• Your goal: Reproduce the whole listing, keeping each word unchanged.

• Recorded data:
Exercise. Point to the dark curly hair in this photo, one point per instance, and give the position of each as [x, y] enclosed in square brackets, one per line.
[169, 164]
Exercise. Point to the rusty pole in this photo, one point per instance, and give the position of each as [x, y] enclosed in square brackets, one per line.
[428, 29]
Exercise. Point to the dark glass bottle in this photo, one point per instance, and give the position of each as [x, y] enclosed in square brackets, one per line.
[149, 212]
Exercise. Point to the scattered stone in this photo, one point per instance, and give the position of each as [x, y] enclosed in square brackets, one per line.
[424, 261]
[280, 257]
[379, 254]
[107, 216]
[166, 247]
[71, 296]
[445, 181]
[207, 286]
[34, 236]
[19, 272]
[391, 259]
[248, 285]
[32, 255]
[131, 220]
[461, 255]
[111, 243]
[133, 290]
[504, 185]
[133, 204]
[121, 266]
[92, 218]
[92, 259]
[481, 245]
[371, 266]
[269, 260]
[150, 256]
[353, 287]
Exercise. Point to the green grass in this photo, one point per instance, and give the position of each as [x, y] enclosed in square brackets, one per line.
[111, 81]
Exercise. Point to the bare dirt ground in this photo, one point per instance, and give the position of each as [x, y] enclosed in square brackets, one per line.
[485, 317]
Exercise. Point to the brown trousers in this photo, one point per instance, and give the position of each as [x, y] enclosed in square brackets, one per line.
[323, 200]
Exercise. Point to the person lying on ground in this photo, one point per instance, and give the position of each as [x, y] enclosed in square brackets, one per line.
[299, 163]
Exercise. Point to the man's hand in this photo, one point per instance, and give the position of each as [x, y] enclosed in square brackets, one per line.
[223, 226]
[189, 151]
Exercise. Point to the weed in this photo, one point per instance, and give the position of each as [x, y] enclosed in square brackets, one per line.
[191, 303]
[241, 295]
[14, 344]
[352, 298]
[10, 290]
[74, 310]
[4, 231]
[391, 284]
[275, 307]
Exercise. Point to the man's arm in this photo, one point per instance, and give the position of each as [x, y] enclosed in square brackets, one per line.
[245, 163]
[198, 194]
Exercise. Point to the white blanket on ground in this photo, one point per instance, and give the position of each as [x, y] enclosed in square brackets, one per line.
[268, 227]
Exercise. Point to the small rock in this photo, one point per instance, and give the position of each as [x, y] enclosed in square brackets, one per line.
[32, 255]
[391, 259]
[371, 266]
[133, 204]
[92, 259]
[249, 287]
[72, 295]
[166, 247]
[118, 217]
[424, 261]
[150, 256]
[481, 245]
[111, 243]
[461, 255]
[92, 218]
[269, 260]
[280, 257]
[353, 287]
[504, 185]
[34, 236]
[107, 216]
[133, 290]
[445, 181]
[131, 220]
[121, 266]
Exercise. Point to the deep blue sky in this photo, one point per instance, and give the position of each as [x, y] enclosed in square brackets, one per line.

• Written solution:
Exercise. Point to the dark curly hair in this photo, one point per instance, and give the position of each as [x, y] enclosed in square brackets, one per line.
[169, 164]
Exercise. Point to the rusty pole in this photo, one point per instance, and give the position of each as [x, y] enclosed in square brackets, one per line.
[428, 29]
Exercise. Point to the dark glass bottle in this photo, one point per instance, and give the position of each as [x, y] enclosed in square brackets, one per line.
[149, 212]
Exercise. Point to the scattered stone in this photo, one point per instance, and give the position of each as [x, y] enclosed in square brackets, one per line.
[424, 261]
[280, 257]
[379, 254]
[107, 216]
[166, 247]
[71, 296]
[445, 181]
[207, 286]
[34, 236]
[19, 272]
[391, 259]
[248, 285]
[32, 255]
[131, 220]
[461, 255]
[111, 243]
[133, 290]
[504, 185]
[133, 204]
[121, 266]
[92, 218]
[92, 259]
[481, 245]
[371, 266]
[269, 260]
[150, 256]
[353, 287]
Exercise. Point to the green grass in this photo, one point per instance, and give the position of each as [x, y] enclosed in square brackets, one per line.
[111, 81]
Exercise. Point to the bare dirt ground in this photo, one point per instance, and give the position of each as [x, y] enclosed in square brackets, one per line.
[485, 317]
Exercise. Point to the brown trousers in this photo, one point per instance, and give the position of each as [x, y] enclosed in square brackets, one per line.
[323, 200]
Exercise. Point to the person lying on ground in this photo, one point per instance, and give the position of each as [x, y] enclosed in square brackets, one per line.
[299, 163]
Exercise. Point to the man's hand in this photo, one point per instance, and give the position of each as [x, y] enclosed in square brackets, one per line.
[223, 226]
[189, 151]
Exercise. Point to the weed in this photo, one point per instance, and give the position of each as [x, y] enclosed in square brackets, one per line.
[191, 303]
[241, 295]
[14, 344]
[352, 298]
[10, 290]
[74, 310]
[4, 231]
[391, 284]
[275, 307]
Exercise. Point to the man's arm in this photo, one point per instance, and give the position of each as [x, y] enclosed in square brackets, one per line.
[245, 163]
[198, 194]
Exercise. Point to the white blanket on ground in this photo, one point per instance, and give the position of each as [x, y] enclosed in square brackets, one per line.
[268, 227]
Exercise. Point to the small rock in this photo, one point per instance, and give the position of each as [x, y] enclosed in square brackets, one per line.
[32, 255]
[391, 259]
[371, 266]
[133, 204]
[92, 259]
[249, 287]
[72, 295]
[166, 247]
[118, 217]
[424, 261]
[150, 256]
[481, 245]
[111, 243]
[461, 255]
[92, 218]
[269, 260]
[280, 257]
[353, 287]
[504, 185]
[34, 236]
[107, 216]
[133, 290]
[445, 181]
[131, 220]
[121, 266]
Exercise. Point to the deep blue sky in this photo, one point per instance, and give the position of each as [x, y] enclosed in square brackets, one per line.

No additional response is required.